**What the exercise asks**
In the forum exchange on nonresident state income taxes, which state does the small consulting firm operate out of?

One has to wonder just how workable such a system is! After all, companies who send their employees out of state are committing them unknowingly to filing non-resident income taxes too -- a substantial administrative overhead and potentially expensive, for states like CA for example where total liability is assessed as a fraction of an individual's entire world-wide income. What about universities that send staff scientists to work at the various national laboratories? Typically, these scientists might work for weeks at a time (not de minimus) in several high-tax states -- when I was in that position, which wasn't that long ago (but outside the statute of limitations), the question never came up. Are there tax treaties between states that cover this sort of thing? Thinking of where I worked, it would have been a significant disincentive had my university "done the right thing". And exactly how is a small business (or large one for that matter) supposed to comply? I now run a small consulting firm out of Nevada and we're considering sending employees (including myself) into CA. How is one supposed to withhold and report? How much of the income would be attributable to CA? Pro-rate salary according to the number of days worked (say 5/7 th's of the base salary for each week)? Would it be considered acceptable to lower ones salary for the duration of a contract (unlikely to be longer than 3 months) to minimize CA taxes (as an owner, I do have that flexibility at least for myself)? What about liability for such add-ons as CASDI, for which the payee can never receive any benefit? The whole system seems designed to restrict the inter-state trade in services. I know it has been argued in this forum before that it somehow "levels the playing field", but were this to be the case, non-residents ought to get the same benefit as residents for their money (in CA, access to the UC system, for example). Since they do not, it all seems so very unfair. Are states like CA likely to be happy to receive any income at all, or are they likely to dig their heels in when one pops up on their radar screens and go for the jugular. Having dealt with the CA state board of equalization before, I think I'm not likely to be thrilled with the answer.

Reply to
Tony Cox

Actually there are a number of ways for state tax authorities to find out about "non-celebrities" performing services in the state. None of the consultants who worked for the accounting firm in Colorado were celebrities! I suspect Colorado found out about their activities in an audit of the client company. An audit of a major corporation doing business in the state might well uncover the activities of nonresident senior management (i.e., highly compensated individuals) working there. And you'd be surprised how many state tax auditors monitor the business sections of newspapers looking for information. However, Rich is right in suggesting that for most individuals working in other states, the states involved have no automated system that will easily get them the information. It's catch as catch can. Katie in San Diego

Moderator: It is also called 'playing the audit lottery' which is IMRHO more unethical than comingling funds. If you earned the money, you pay the taxes and sleep well at night.

**Dataset content**

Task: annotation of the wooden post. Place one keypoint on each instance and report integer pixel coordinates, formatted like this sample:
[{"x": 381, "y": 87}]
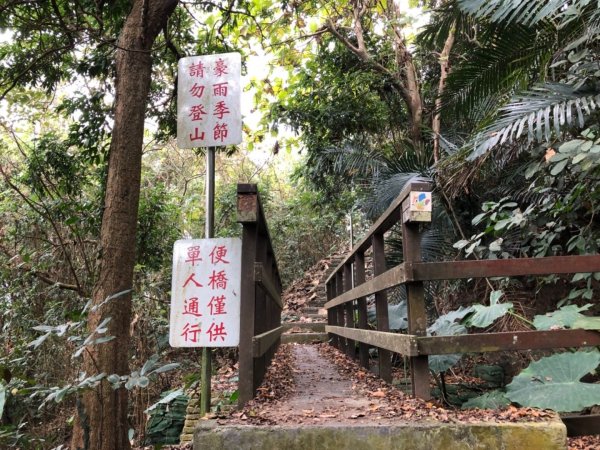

**Answer to the problem**
Nevada